— START Data section —

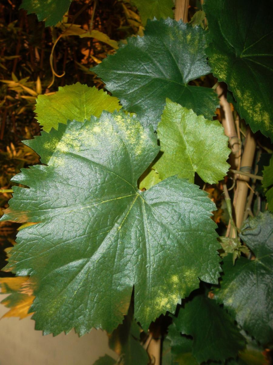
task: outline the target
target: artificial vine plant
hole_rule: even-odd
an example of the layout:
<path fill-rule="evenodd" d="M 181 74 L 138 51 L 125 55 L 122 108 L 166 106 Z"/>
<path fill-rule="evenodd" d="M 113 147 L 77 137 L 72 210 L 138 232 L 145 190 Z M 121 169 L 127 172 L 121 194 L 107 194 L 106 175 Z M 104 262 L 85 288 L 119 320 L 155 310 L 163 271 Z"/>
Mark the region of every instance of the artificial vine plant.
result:
<path fill-rule="evenodd" d="M 52 25 L 71 1 L 58 2 L 22 7 Z M 5 268 L 18 277 L 1 279 L 4 304 L 33 313 L 44 334 L 106 330 L 118 357 L 98 364 L 266 364 L 272 4 L 207 0 L 186 23 L 170 17 L 171 1 L 133 2 L 144 35 L 91 69 L 111 96 L 77 83 L 37 99 L 43 131 L 24 143 L 41 164 L 13 178 L 1 218 L 24 223 Z M 223 190 L 221 206 L 209 185 Z M 211 212 L 225 210 L 219 237 Z"/>

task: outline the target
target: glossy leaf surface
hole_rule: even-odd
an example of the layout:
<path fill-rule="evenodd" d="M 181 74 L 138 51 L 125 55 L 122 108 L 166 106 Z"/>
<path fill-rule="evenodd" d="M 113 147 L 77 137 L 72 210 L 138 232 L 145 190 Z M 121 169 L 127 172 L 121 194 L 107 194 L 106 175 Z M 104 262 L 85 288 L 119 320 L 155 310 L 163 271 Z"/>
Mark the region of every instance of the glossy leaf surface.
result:
<path fill-rule="evenodd" d="M 212 118 L 218 105 L 213 91 L 187 84 L 210 72 L 203 29 L 170 19 L 149 20 L 144 36 L 127 41 L 91 69 L 125 109 L 156 128 L 169 97 Z"/>
<path fill-rule="evenodd" d="M 167 99 L 157 137 L 163 154 L 153 167 L 162 180 L 177 175 L 193 182 L 197 172 L 205 182 L 214 184 L 226 175 L 230 150 L 218 120 L 197 116 Z"/>
<path fill-rule="evenodd" d="M 28 14 L 35 13 L 38 20 L 45 22 L 46 27 L 56 25 L 68 10 L 72 0 L 23 0 L 20 8 Z"/>
<path fill-rule="evenodd" d="M 250 218 L 240 236 L 255 258 L 237 260 L 231 255 L 223 260 L 224 275 L 216 300 L 238 323 L 263 344 L 273 339 L 273 216 L 268 212 Z"/>
<path fill-rule="evenodd" d="M 215 300 L 196 296 L 181 308 L 176 328 L 193 337 L 193 354 L 199 363 L 209 360 L 224 361 L 236 357 L 245 347 L 245 340 L 234 321 Z"/>
<path fill-rule="evenodd" d="M 144 26 L 148 19 L 174 17 L 173 0 L 132 0 L 132 2 L 138 8 Z"/>
<path fill-rule="evenodd" d="M 268 188 L 265 195 L 268 203 L 268 209 L 273 212 L 273 157 L 270 160 L 268 166 L 265 166 L 263 171 L 262 186 Z"/>
<path fill-rule="evenodd" d="M 103 112 L 41 134 L 25 143 L 48 166 L 13 178 L 30 188 L 13 187 L 2 218 L 38 222 L 19 231 L 6 267 L 38 283 L 31 308 L 37 329 L 110 332 L 134 285 L 135 316 L 147 329 L 199 278 L 218 282 L 215 205 L 206 193 L 175 177 L 137 188 L 159 148 L 151 126 Z"/>
<path fill-rule="evenodd" d="M 273 3 L 207 0 L 204 9 L 214 75 L 228 84 L 253 131 L 273 139 Z"/>
<path fill-rule="evenodd" d="M 121 106 L 116 97 L 110 96 L 95 87 L 77 82 L 59 88 L 56 94 L 39 95 L 35 110 L 38 122 L 49 132 L 57 129 L 59 123 L 66 124 L 68 120 L 83 122 L 91 115 L 99 117 L 103 110 L 112 112 Z"/>

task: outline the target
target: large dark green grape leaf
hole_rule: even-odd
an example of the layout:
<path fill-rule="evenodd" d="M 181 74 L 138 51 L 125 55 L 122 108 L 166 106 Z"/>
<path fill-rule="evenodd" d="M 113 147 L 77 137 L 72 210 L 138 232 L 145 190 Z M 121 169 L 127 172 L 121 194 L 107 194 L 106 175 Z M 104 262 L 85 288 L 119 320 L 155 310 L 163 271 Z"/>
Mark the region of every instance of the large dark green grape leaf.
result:
<path fill-rule="evenodd" d="M 214 184 L 226 174 L 230 151 L 228 138 L 218 120 L 197 116 L 192 110 L 167 99 L 157 137 L 163 154 L 153 167 L 162 180 L 177 175 L 193 182 L 197 172 L 205 182 Z"/>
<path fill-rule="evenodd" d="M 273 3 L 207 0 L 209 64 L 228 84 L 241 117 L 273 139 Z"/>
<path fill-rule="evenodd" d="M 36 119 L 46 132 L 68 119 L 84 122 L 91 115 L 100 116 L 103 110 L 112 112 L 121 108 L 116 97 L 80 82 L 60 87 L 53 95 L 39 95 L 35 106 Z"/>
<path fill-rule="evenodd" d="M 30 188 L 13 187 L 1 219 L 37 222 L 19 231 L 6 267 L 35 283 L 37 329 L 111 332 L 134 285 L 135 315 L 147 329 L 199 278 L 218 282 L 215 206 L 206 193 L 175 176 L 137 189 L 159 149 L 152 126 L 103 112 L 41 135 L 25 143 L 48 166 L 13 178 Z"/>
<path fill-rule="evenodd" d="M 269 166 L 264 167 L 263 175 L 263 187 L 266 189 L 269 188 L 265 195 L 268 209 L 273 212 L 273 157 L 270 159 Z"/>
<path fill-rule="evenodd" d="M 173 0 L 132 0 L 132 2 L 138 8 L 144 26 L 148 19 L 174 17 Z"/>
<path fill-rule="evenodd" d="M 223 258 L 224 275 L 215 297 L 238 323 L 263 344 L 273 339 L 273 216 L 268 212 L 250 217 L 240 237 L 255 256 L 241 257 L 233 265 Z"/>
<path fill-rule="evenodd" d="M 192 353 L 199 364 L 236 357 L 245 347 L 244 338 L 230 316 L 203 295 L 186 303 L 173 320 L 178 331 L 193 337 Z"/>
<path fill-rule="evenodd" d="M 187 84 L 210 72 L 202 28 L 169 18 L 148 20 L 144 36 L 127 40 L 92 69 L 126 110 L 156 128 L 169 97 L 212 119 L 218 105 L 215 93 Z"/>
<path fill-rule="evenodd" d="M 72 0 L 23 0 L 20 9 L 28 14 L 36 13 L 38 20 L 45 22 L 46 27 L 56 25 L 68 9 Z"/>

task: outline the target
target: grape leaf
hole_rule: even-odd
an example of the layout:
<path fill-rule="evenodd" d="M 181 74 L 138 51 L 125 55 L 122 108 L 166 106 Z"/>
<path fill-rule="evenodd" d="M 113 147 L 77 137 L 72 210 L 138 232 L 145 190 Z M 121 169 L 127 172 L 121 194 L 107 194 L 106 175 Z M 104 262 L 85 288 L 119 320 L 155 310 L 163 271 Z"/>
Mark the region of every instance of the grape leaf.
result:
<path fill-rule="evenodd" d="M 147 352 L 139 342 L 141 328 L 129 309 L 122 323 L 109 336 L 110 348 L 119 355 L 120 365 L 147 365 L 150 362 Z"/>
<path fill-rule="evenodd" d="M 36 119 L 47 132 L 68 119 L 83 122 L 91 115 L 99 117 L 103 110 L 112 112 L 121 108 L 116 97 L 80 82 L 60 87 L 53 95 L 39 95 L 36 107 Z"/>
<path fill-rule="evenodd" d="M 138 8 L 144 26 L 148 19 L 174 17 L 173 0 L 132 0 L 132 2 Z"/>
<path fill-rule="evenodd" d="M 228 84 L 253 131 L 273 139 L 273 3 L 209 0 L 204 10 L 214 75 Z"/>
<path fill-rule="evenodd" d="M 204 24 L 203 22 L 206 18 L 206 14 L 203 10 L 198 10 L 194 13 L 189 23 L 191 24 L 193 27 L 197 25 L 199 25 L 203 29 Z"/>
<path fill-rule="evenodd" d="M 153 167 L 161 180 L 177 175 L 193 182 L 197 172 L 205 182 L 214 184 L 226 174 L 230 151 L 218 121 L 197 116 L 167 99 L 157 137 L 163 154 Z"/>
<path fill-rule="evenodd" d="M 0 278 L 0 288 L 1 294 L 10 294 L 1 302 L 11 308 L 2 318 L 19 317 L 22 319 L 32 314 L 28 311 L 35 297 L 28 277 Z"/>
<path fill-rule="evenodd" d="M 265 196 L 268 203 L 268 209 L 273 212 L 273 156 L 270 159 L 269 166 L 265 166 L 263 171 L 262 186 L 268 190 Z"/>
<path fill-rule="evenodd" d="M 198 365 L 192 354 L 193 341 L 190 338 L 182 336 L 173 322 L 168 328 L 167 339 L 170 341 L 172 364 L 174 365 Z"/>
<path fill-rule="evenodd" d="M 149 166 L 140 177 L 139 181 L 139 190 L 145 188 L 147 190 L 161 180 L 159 178 L 158 173 L 154 169 Z"/>
<path fill-rule="evenodd" d="M 94 365 L 115 365 L 116 361 L 108 355 L 105 355 L 98 358 L 94 363 Z"/>
<path fill-rule="evenodd" d="M 13 187 L 1 218 L 37 222 L 19 231 L 6 268 L 37 283 L 37 329 L 111 332 L 134 285 L 135 315 L 147 330 L 199 278 L 218 283 L 215 206 L 206 193 L 175 176 L 137 189 L 159 149 L 151 126 L 104 111 L 41 134 L 25 143 L 48 166 L 13 178 L 30 188 Z"/>
<path fill-rule="evenodd" d="M 273 339 L 273 216 L 266 212 L 250 217 L 241 229 L 240 237 L 256 258 L 241 257 L 234 266 L 232 255 L 224 258 L 215 298 L 245 331 L 265 344 Z"/>
<path fill-rule="evenodd" d="M 169 18 L 148 20 L 144 36 L 127 41 L 91 69 L 126 110 L 156 128 L 169 97 L 212 119 L 218 104 L 215 93 L 187 85 L 210 72 L 203 29 Z"/>
<path fill-rule="evenodd" d="M 215 300 L 198 295 L 173 320 L 177 330 L 193 337 L 193 354 L 199 363 L 236 357 L 245 340 L 234 321 Z"/>
<path fill-rule="evenodd" d="M 46 27 L 56 25 L 68 11 L 72 0 L 23 0 L 19 9 L 24 9 L 28 14 L 35 13 L 39 21 L 45 22 Z"/>
<path fill-rule="evenodd" d="M 107 34 L 95 29 L 93 29 L 91 32 L 85 32 L 79 35 L 80 38 L 84 38 L 86 37 L 95 38 L 96 39 L 100 41 L 101 42 L 103 42 L 109 45 L 115 49 L 117 49 L 119 47 L 118 43 L 116 41 L 110 39 Z"/>

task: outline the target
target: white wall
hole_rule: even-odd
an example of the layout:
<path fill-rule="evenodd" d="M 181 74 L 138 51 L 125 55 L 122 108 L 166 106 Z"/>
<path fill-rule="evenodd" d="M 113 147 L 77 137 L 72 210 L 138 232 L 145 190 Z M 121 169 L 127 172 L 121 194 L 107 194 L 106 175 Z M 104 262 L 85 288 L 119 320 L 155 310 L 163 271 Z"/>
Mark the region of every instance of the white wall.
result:
<path fill-rule="evenodd" d="M 0 300 L 5 296 L 0 295 Z M 7 311 L 0 305 L 0 318 Z M 43 336 L 35 330 L 31 317 L 0 320 L 0 365 L 92 365 L 105 353 L 116 358 L 102 331 L 93 329 L 80 338 L 73 330 Z"/>

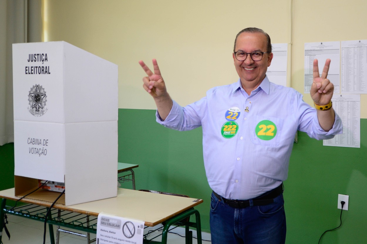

— END Data section —

## To be done
Can you reproduce, character for character, the stretch of the listing from its beginning through the line containing "268 L 18 277", leaving out any pictures?

## Answer to this task
task: outline the target
target: artificial vine plant
hole_rule: even-odd
an example of the layout:
<path fill-rule="evenodd" d="M 181 74 L 138 51 L 125 55 L 122 108 L 166 106 Z"/>
<path fill-rule="evenodd" d="M 113 147 L 77 137 L 72 210 L 138 232 L 145 190 Z M 121 169 L 127 172 L 121 194 L 107 194 L 106 175 Z M 104 262 L 85 288 L 119 320 L 155 310 L 163 271 Z"/>
Mark the region of every instance of the artificial vine plant.
result:
<path fill-rule="evenodd" d="M 52 25 L 71 1 L 58 2 L 22 7 Z M 5 268 L 18 277 L 1 279 L 4 304 L 33 313 L 44 334 L 106 330 L 118 357 L 98 364 L 266 364 L 272 4 L 207 0 L 186 23 L 170 17 L 171 1 L 133 2 L 144 35 L 91 69 L 111 96 L 77 83 L 37 99 L 43 131 L 24 143 L 41 164 L 13 178 L 1 218 L 24 223 Z M 223 190 L 221 206 L 209 185 Z M 211 212 L 225 210 L 219 237 Z"/>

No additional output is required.